▸ **WORK INSTRUCTIONS**
From the first line to the last, output the entries exactly.

▸ **RECORDS TO USE**
* * * *

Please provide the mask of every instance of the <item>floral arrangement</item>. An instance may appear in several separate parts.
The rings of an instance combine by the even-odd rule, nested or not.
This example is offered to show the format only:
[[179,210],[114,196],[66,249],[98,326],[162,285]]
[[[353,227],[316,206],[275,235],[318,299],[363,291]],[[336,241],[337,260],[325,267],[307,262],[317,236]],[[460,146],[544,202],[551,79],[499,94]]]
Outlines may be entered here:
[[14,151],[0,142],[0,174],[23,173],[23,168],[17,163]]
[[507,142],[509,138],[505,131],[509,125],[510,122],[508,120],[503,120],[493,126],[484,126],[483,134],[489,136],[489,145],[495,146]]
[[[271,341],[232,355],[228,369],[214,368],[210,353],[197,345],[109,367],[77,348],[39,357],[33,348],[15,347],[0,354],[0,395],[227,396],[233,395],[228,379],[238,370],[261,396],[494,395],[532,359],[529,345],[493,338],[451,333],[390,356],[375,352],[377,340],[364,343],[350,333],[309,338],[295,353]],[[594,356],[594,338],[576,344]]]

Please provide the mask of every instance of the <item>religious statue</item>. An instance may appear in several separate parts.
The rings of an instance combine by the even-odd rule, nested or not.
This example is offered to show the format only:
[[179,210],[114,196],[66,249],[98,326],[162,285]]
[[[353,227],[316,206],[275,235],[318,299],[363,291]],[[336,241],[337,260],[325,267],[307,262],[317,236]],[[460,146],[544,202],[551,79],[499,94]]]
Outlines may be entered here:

* * * *

▸ **WRITTEN ANSWER**
Please provide the mask of every instance of the <item>floral arrangement</item>. An instance may appear in several separate parts.
The rings of an instance combine by the even-odd rule, nested or not.
This example is offered to show the format only:
[[179,210],[114,196],[66,249],[98,326],[162,285]]
[[[353,227],[316,206],[275,235],[318,299],[363,291]],[[336,241],[337,260],[325,267],[307,262],[317,236]],[[460,146],[544,202],[551,79],[499,94]]]
Outlines may be entered here:
[[14,151],[0,142],[0,174],[23,173],[23,168],[17,163]]
[[507,142],[509,138],[505,131],[509,125],[510,122],[508,120],[503,120],[493,126],[484,126],[483,134],[489,136],[489,145],[495,146]]
[[[271,341],[232,355],[228,369],[214,368],[210,353],[197,345],[109,367],[77,348],[39,357],[33,348],[15,347],[0,354],[0,395],[227,396],[233,395],[228,379],[238,370],[261,396],[494,395],[532,359],[529,345],[493,338],[451,333],[390,356],[375,352],[377,340],[364,343],[350,333],[309,338],[295,353]],[[594,356],[594,338],[576,344]]]

Please provide the mask of every instance of the <item>religious statue</item>. An instance may appear in several separate parts.
The rings of an instance combine by the even-odd rule, nested or not.
This example is offered to show the format only:
[[179,210],[114,196],[66,249],[98,326],[162,285]]
[[[353,227],[316,206],[275,235],[318,299],[363,291]],[[336,241],[337,260],[325,267],[307,262],[317,236]],[[460,146],[544,202],[551,79],[499,94]]]
Outlines may be entered here:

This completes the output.